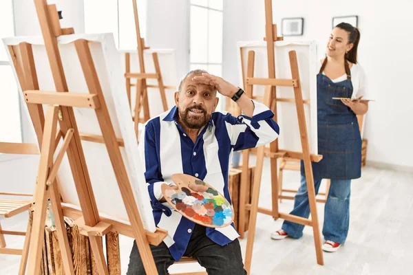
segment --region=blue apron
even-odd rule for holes
[[[346,68],[346,80],[335,83],[322,74],[324,67],[325,64],[317,76],[318,153],[323,159],[312,162],[314,178],[357,179],[361,175],[361,138],[357,118],[341,100],[332,99],[351,98],[350,69]],[[305,175],[303,161],[301,173]]]

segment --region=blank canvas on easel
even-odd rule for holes
[[[239,68],[240,72],[240,82],[242,83],[242,72],[244,68],[244,78],[246,77],[248,52],[255,52],[255,63],[254,78],[267,78],[268,55],[266,42],[265,41],[242,41],[237,43],[238,47]],[[288,52],[294,50],[297,52],[303,99],[310,100],[310,104],[304,104],[306,122],[308,131],[310,152],[317,155],[317,52],[315,41],[287,42],[277,41],[274,43],[275,56],[275,72],[277,78],[292,78],[290,69]],[[242,66],[241,65],[242,63]],[[253,96],[262,96],[265,87],[255,85]],[[277,98],[294,99],[294,93],[290,87],[277,87]],[[280,150],[301,152],[301,144],[297,116],[297,109],[294,102],[278,102],[277,105],[277,123],[279,125],[280,133],[278,142]]]
[[[144,164],[139,157],[138,142],[134,131],[124,80],[123,74],[119,73],[122,70],[119,55],[113,35],[73,34],[58,38],[69,91],[88,93],[76,50],[72,43],[78,39],[89,41],[92,56],[116,138],[119,142],[124,144],[124,146],[120,147],[120,152],[144,227],[148,231],[155,232],[152,208],[142,170]],[[6,45],[17,45],[24,42],[32,44],[40,89],[56,91],[50,66],[47,62],[45,62],[47,57],[41,36],[13,37],[4,39],[3,41]],[[10,56],[9,58],[11,60]],[[16,74],[16,68],[14,70]],[[16,74],[15,76],[17,79]],[[96,135],[102,136],[95,111],[92,109],[73,109],[98,209],[100,213],[103,214],[103,216],[110,217],[127,223],[128,215],[122,203],[122,197],[107,147],[103,139],[101,143],[87,140],[98,140]],[[78,195],[66,156],[59,170],[58,177],[59,188],[63,202],[78,208]]]

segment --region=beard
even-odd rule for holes
[[[200,115],[194,115],[189,110],[196,109],[203,111]],[[201,106],[195,105],[188,107],[184,111],[179,110],[179,116],[181,121],[189,129],[200,129],[206,125],[211,120],[211,115]]]

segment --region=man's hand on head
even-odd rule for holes
[[[209,74],[202,74],[202,76],[194,76],[192,80],[197,83],[213,86],[218,93],[229,98],[232,98],[238,91],[237,87],[219,76]]]

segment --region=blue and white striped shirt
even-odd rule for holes
[[[167,230],[164,240],[175,260],[184,254],[195,223],[174,211],[162,197],[160,186],[170,184],[172,175],[193,175],[213,186],[231,203],[228,190],[229,156],[239,151],[268,144],[278,137],[273,113],[253,101],[252,118],[214,112],[209,123],[200,131],[195,144],[178,123],[176,107],[149,120],[144,126],[139,151],[145,165],[155,223]],[[206,228],[206,236],[224,245],[240,235],[233,226]]]

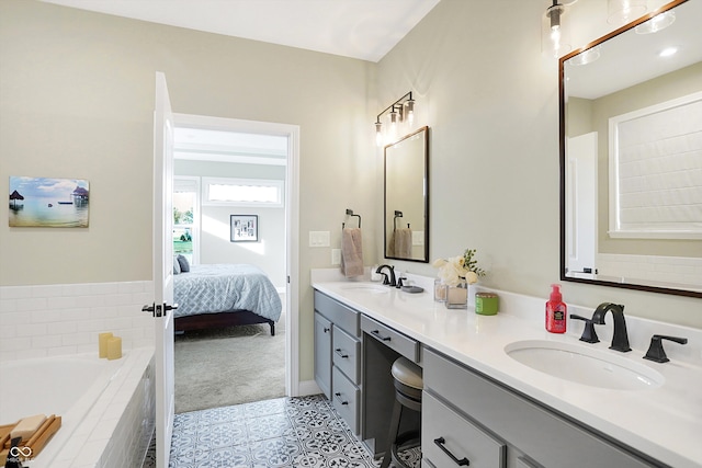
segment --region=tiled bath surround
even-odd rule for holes
[[[98,333],[123,349],[154,344],[149,282],[0,287],[0,361],[98,353]]]
[[[0,287],[0,361],[98,354],[98,333],[122,336],[125,367],[52,468],[140,466],[154,433],[151,282]]]
[[[154,349],[125,355],[128,363],[83,419],[52,468],[139,467],[155,427]]]

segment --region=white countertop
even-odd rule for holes
[[[544,329],[545,299],[498,292],[500,312],[479,316],[471,306],[467,310],[446,309],[433,300],[430,288],[421,294],[396,288],[389,288],[388,293],[369,293],[348,288],[349,284],[313,277],[315,289],[659,461],[676,468],[702,467],[701,330],[626,317],[633,351],[619,353],[608,350],[611,316],[607,318],[607,324],[597,328],[600,343],[587,344],[578,341],[582,328],[579,322],[574,323],[575,320],[569,320],[568,327],[580,327],[579,330],[566,334],[552,334]],[[573,309],[576,308],[569,308],[568,312],[591,315],[591,311]],[[659,334],[679,333],[677,335],[688,338],[689,343],[681,346],[664,341],[670,358],[668,363],[643,359],[652,330]],[[593,346],[616,353],[635,365],[648,366],[666,380],[658,388],[643,390],[611,390],[575,384],[509,357],[505,346],[521,340]],[[677,347],[686,350],[681,352]]]

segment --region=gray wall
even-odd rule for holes
[[[442,0],[377,70],[378,102],[411,89],[417,125],[431,126],[430,258],[477,249],[489,272],[482,284],[544,300],[559,277],[558,72],[542,56],[540,28],[548,4]],[[575,47],[616,27],[605,0],[577,2],[567,16]],[[566,303],[619,300],[634,316],[702,327],[700,299],[575,283],[563,294]]]
[[[484,284],[545,300],[558,281],[557,64],[542,57],[540,28],[547,3],[442,0],[371,64],[1,1],[0,191],[9,175],[81,178],[93,198],[88,229],[0,222],[0,285],[150,279],[154,72],[161,70],[174,112],[301,126],[292,235],[301,244],[293,273],[302,380],[313,378],[309,271],[330,266],[329,249],[308,248],[307,233],[329,230],[339,246],[352,208],[363,216],[365,263],[382,260],[382,153],[372,124],[409,90],[417,126],[431,127],[430,258],[475,248],[490,272]],[[574,5],[578,44],[610,27],[604,5]],[[569,283],[563,292],[566,301],[619,300],[631,315],[702,327],[699,299]]]

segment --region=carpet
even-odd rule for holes
[[[285,315],[275,323],[177,334],[176,413],[285,396]]]

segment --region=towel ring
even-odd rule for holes
[[[398,212],[397,209],[395,210],[395,217],[393,218],[393,228],[395,230],[397,230],[397,218],[401,218],[403,217],[403,212]],[[407,227],[409,227],[409,225],[407,225]]]
[[[353,214],[353,209],[349,209],[347,208],[347,216],[355,216],[359,218],[359,229],[361,229],[361,215],[354,215]],[[343,229],[347,226],[346,222],[341,222],[341,229]]]

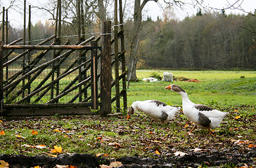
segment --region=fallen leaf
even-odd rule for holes
[[[188,126],[189,126],[189,125],[186,124],[186,125],[185,125],[184,128],[186,128],[186,127],[188,127]]]
[[[249,144],[248,148],[256,148],[256,146],[255,145],[253,145],[253,144]]]
[[[45,146],[45,145],[31,146],[31,145],[24,144],[24,145],[22,145],[21,146],[29,147],[29,148],[46,148]]]
[[[60,153],[62,152],[62,148],[61,146],[53,146],[54,149],[51,150],[51,153]]]
[[[201,148],[194,148],[194,149],[191,149],[191,150],[194,151],[194,152],[198,152],[198,151],[200,151],[200,150],[203,150],[203,149],[201,149]]]
[[[236,119],[236,120],[238,120],[238,119],[239,119],[239,118],[241,118],[241,117],[240,115],[238,115],[238,116],[235,117],[235,119]]]
[[[108,154],[103,154],[101,155],[101,157],[103,158],[108,158],[109,157],[109,155]]]
[[[4,160],[1,160],[0,163],[1,163],[0,167],[1,167],[1,168],[8,168],[8,166],[9,165],[9,164],[8,162],[6,162]]]
[[[32,130],[32,132],[31,132],[31,134],[32,135],[37,135],[38,134],[38,132],[37,131]]]
[[[184,152],[181,152],[181,151],[177,151],[176,153],[174,153],[175,156],[184,156],[186,155],[188,155],[188,153],[184,153]]]
[[[46,147],[45,146],[45,145],[38,145],[38,146],[34,146],[34,148],[45,148]]]
[[[112,168],[111,167],[109,167],[109,166],[105,165],[105,164],[101,164],[100,167],[101,168]]]
[[[96,154],[95,155],[96,155],[96,157],[99,157],[99,156],[101,156],[101,155],[103,155],[103,153],[98,153]]]
[[[161,153],[160,153],[160,152],[158,152],[158,150],[156,150],[155,152],[155,154],[161,155]]]
[[[23,138],[23,139],[25,139],[25,137],[21,136],[21,135],[15,135],[15,136],[16,136],[17,138]]]
[[[77,168],[77,167],[70,165],[69,168]]]
[[[49,155],[50,156],[51,156],[51,157],[53,157],[53,158],[56,158],[58,155],[52,155],[52,154],[51,154],[51,153],[47,153],[47,154],[48,155]]]
[[[122,148],[122,146],[117,143],[109,143],[108,146],[115,146],[116,148]]]
[[[57,168],[69,168],[68,165],[59,165],[59,164],[56,164],[56,167]]]
[[[122,166],[123,164],[120,162],[112,162],[109,166],[110,167],[117,167],[119,166]]]
[[[162,143],[161,141],[157,141],[157,140],[154,140],[154,142]]]

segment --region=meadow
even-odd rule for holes
[[[118,117],[96,115],[33,118],[0,117],[1,154],[46,155],[89,153],[97,157],[117,159],[124,156],[139,158],[177,158],[177,152],[207,155],[222,153],[229,155],[220,165],[226,167],[255,166],[256,148],[255,71],[172,71],[174,76],[199,80],[200,83],[144,82],[154,72],[162,76],[166,71],[137,71],[139,82],[129,83],[128,106],[136,100],[158,99],[175,106],[181,106],[179,94],[165,90],[170,84],[181,86],[190,99],[229,112],[214,136],[207,130],[197,129],[192,135],[187,132],[193,124],[178,112],[169,124],[150,123],[151,120],[141,111],[129,120],[127,110]],[[113,107],[115,112],[115,106]],[[225,151],[223,153],[223,151]],[[238,162],[232,162],[237,158]],[[250,160],[248,163],[246,160]],[[214,166],[214,162],[200,164]]]

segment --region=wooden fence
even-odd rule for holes
[[[118,38],[124,46],[123,31],[116,32],[115,38],[111,39],[110,27],[110,22],[104,22],[100,36],[75,45],[69,45],[68,41],[56,45],[56,36],[34,46],[15,45],[21,39],[8,45],[1,42],[0,115],[79,115],[98,111],[105,116],[112,112],[113,104],[120,111],[120,97],[125,109],[125,51],[121,47],[111,54],[111,45],[116,45]],[[51,44],[44,45],[46,43]],[[32,57],[34,50],[40,52]],[[19,54],[10,57],[15,51]],[[115,66],[115,78],[112,66]]]

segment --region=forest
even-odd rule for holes
[[[255,68],[256,34],[243,28],[255,29],[255,16],[207,13],[144,24],[155,29],[141,42],[138,67]]]
[[[127,62],[129,62],[131,36],[134,31],[132,24],[133,21],[128,20],[124,24]],[[54,34],[53,24],[51,21],[46,23],[39,21],[32,25],[32,41]],[[72,36],[77,31],[74,25],[63,23],[63,36],[68,37],[68,40],[77,40]],[[99,23],[89,22],[87,27],[87,31],[98,32]],[[255,70],[256,34],[251,30],[255,29],[256,17],[250,14],[198,12],[183,20],[165,16],[163,20],[153,21],[148,18],[142,21],[139,35],[136,68]],[[23,28],[10,27],[9,36],[10,41],[22,37]]]

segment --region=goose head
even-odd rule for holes
[[[177,85],[171,85],[169,86],[165,87],[165,89],[177,92],[186,92],[181,88]]]

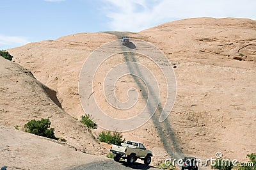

____________________

▸ Exercise task
Starting at the line that has "segment --region=carpet" and stopping after the line that has "[[[285,315],[275,323],[177,334],[176,413],[285,396]]]", format those lines as a Markdown table with an Index column numbering the rows and a Line column holding each line. Leave out any blank lines.

▸ Result below
| Index | Line |
|---|---|
| 1 | segment --region=carpet |
| 2 | even-odd rule for holes |
| 3 | [[[285,315],[275,323],[177,334],[176,413],[285,396]]] |